**Passage extrait**
········

Mais la Commission sembla reculer devant son œuvre. Deux de ses membres les plus influents, MM. Creton et de Mornay, déclinèrent tour à tour la responsabilité du rapport; un troisième, M, Flandin, eut le courage de l'apporter à la tribune, dans la séance du 21 juin: la lecture de ce rapport, rempli de précautions oratoires et d'amères intentions, ne laissait prévoir aucune chance de succès dans la discussion et dans le vote.

········

**Enregistrements sources**
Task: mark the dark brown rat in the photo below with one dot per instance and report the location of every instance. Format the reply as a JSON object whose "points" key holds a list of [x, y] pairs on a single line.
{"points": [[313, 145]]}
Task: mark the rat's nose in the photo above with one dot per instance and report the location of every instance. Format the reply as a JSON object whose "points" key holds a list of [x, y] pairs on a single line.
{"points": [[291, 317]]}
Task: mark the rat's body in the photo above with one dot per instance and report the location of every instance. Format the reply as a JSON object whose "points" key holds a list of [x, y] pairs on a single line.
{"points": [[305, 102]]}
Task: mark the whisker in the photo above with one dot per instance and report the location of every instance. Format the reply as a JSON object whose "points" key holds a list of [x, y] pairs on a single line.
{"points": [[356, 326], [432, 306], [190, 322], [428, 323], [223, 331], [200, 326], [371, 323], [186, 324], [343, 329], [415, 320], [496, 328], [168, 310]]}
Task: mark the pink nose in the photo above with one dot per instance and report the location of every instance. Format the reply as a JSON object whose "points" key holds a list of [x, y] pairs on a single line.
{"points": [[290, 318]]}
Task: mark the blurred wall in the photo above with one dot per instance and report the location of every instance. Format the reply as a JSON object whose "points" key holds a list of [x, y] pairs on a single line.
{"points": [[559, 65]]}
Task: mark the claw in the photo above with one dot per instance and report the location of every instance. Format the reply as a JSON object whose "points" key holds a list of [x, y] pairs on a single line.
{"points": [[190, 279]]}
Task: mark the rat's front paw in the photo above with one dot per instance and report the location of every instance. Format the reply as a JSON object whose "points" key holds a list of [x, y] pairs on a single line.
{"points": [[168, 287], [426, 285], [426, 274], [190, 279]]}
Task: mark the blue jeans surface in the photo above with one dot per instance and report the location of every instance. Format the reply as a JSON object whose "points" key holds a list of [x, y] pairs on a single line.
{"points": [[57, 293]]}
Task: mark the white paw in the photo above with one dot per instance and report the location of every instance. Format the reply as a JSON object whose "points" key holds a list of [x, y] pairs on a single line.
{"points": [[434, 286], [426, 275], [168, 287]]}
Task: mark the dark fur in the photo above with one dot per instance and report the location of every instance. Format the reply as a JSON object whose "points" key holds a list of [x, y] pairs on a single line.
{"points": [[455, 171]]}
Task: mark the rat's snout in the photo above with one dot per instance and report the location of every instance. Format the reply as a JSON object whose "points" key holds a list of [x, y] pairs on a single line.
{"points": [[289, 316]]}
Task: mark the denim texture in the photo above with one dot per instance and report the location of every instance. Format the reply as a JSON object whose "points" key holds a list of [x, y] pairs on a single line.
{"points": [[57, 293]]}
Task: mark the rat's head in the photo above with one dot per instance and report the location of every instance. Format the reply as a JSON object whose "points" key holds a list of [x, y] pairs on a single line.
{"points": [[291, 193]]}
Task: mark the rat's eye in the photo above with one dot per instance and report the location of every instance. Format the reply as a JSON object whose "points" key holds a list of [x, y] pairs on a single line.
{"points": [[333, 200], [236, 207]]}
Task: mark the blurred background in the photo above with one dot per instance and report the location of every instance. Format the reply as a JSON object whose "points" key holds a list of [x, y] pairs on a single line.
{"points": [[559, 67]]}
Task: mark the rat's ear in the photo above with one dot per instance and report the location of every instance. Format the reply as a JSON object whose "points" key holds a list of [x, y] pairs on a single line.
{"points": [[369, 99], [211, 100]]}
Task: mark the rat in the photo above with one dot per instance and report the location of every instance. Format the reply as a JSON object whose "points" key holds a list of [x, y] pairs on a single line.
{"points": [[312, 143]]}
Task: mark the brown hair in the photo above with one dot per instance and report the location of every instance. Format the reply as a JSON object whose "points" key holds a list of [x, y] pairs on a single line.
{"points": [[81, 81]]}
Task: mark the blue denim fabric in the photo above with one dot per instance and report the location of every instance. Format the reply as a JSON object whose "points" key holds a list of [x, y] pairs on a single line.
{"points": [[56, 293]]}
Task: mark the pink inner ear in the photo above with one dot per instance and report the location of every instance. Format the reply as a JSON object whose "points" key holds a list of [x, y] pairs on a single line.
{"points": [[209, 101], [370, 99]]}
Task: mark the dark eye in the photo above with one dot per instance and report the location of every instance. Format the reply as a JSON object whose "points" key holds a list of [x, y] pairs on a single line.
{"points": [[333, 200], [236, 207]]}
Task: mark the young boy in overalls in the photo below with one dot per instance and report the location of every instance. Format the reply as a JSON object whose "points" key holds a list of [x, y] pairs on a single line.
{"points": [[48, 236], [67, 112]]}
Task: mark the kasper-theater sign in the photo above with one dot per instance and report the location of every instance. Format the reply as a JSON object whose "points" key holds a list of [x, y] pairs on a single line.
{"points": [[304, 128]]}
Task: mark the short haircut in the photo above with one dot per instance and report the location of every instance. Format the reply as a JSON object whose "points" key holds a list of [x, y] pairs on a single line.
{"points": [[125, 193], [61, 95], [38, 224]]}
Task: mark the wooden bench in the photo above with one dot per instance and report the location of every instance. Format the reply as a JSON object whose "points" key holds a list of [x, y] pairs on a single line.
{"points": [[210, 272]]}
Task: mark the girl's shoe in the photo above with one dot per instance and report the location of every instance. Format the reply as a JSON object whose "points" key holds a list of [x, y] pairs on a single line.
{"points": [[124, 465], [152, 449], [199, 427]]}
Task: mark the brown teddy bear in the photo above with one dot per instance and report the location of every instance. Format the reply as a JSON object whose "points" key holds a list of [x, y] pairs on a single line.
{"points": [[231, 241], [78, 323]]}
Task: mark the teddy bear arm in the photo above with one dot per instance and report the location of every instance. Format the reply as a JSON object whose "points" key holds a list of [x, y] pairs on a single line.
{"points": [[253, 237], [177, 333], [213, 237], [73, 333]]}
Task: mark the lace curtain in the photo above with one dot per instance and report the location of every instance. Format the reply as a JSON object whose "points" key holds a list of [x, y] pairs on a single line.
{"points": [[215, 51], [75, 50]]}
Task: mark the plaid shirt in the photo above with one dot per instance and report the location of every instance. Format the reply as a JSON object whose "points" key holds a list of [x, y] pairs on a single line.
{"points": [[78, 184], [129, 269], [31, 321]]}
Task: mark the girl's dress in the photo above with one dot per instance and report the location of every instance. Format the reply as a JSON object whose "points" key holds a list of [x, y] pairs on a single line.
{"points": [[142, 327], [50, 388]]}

········

**Consignes**
1: Parmi les lignes, recopiez sans rien changer celles qui vont de la ligne contenant « Task: mark the plaid » jusqu'à la dernière ligne, toutes deux comprises.
2: Prolongez le passage sur le rapport de la Commission à partir de sa dernière phrase.

**Résultats de l'exercice**
1:
Task: mark the plaid shirt in the photo above with one dot per instance and report the location of every instance. Format the reply as a JSON object whose "points" key holds a list of [x, y] pairs on a single line.
{"points": [[78, 184], [129, 269], [31, 321]]}
Task: mark the girl's dress in the photo above with one dot per instance and report the location of every instance. Format the reply as a JSON object whose "points" key holds a list of [x, y] pairs on a single line.
{"points": [[142, 327], [50, 388]]}

2:
Cependant M. Achille Fould ne se déconcerta pas; il fit une démarche vigoureuse auprès des chefs de la majorité, et il leur représenta que le rejet du projet de loi aurait pour conséquence inévitable la désunion des deux grands pouvoirs de l'État, car le président de la République, qui était resté neutre jusqu'alors dans la question, se sentirait profondément blessé par la conduite de la majorité à son égard. M. Thiers et ses amis se rendirent à ces représentations conciliatrices, et, dans une séance de la Réunion du Conseil d'État, le parti de l'Ordre, qui débattait, en famille, pour ainsi dire, les mesures à prendre dans l'intérêt général, fut vivement sollicité, par ses principaux orateurs, de voter le crédit, que demandait le ministre des finances, mais, toutefois, sans engager l'avenir, c'està-dire, sans constituer au président de la République une liste civile annuelle, sous le titre de frais de représentation.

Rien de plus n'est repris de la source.